Your assignment
Scan the material below for the word "latch", then copy every line in which it appears.

:: Records provided

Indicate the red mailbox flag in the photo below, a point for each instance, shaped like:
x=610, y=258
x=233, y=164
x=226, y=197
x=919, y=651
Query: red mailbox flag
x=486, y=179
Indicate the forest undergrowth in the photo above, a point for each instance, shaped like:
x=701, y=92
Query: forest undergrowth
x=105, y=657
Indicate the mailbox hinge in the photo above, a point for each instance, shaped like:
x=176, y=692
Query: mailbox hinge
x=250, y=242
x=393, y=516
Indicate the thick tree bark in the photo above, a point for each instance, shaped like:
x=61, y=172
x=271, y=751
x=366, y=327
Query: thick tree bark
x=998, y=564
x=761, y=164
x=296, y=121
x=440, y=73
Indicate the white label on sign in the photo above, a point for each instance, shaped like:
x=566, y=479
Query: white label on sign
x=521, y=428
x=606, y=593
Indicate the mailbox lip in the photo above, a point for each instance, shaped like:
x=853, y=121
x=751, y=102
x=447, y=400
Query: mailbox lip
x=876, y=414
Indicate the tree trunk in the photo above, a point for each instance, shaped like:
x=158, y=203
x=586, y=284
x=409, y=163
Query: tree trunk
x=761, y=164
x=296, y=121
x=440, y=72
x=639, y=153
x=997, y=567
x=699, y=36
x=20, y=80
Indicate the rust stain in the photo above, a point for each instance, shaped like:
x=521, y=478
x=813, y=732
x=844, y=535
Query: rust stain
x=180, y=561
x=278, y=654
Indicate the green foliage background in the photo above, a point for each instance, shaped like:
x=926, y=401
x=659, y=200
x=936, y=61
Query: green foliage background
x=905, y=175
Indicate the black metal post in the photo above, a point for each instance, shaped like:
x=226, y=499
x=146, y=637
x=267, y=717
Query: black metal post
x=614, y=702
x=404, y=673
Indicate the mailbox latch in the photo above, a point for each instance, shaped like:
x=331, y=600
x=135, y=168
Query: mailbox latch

::::

Exercise solution
Indicate the mailbox latch in the photo above, a point for each instance, shaped like:
Query: mailbox latch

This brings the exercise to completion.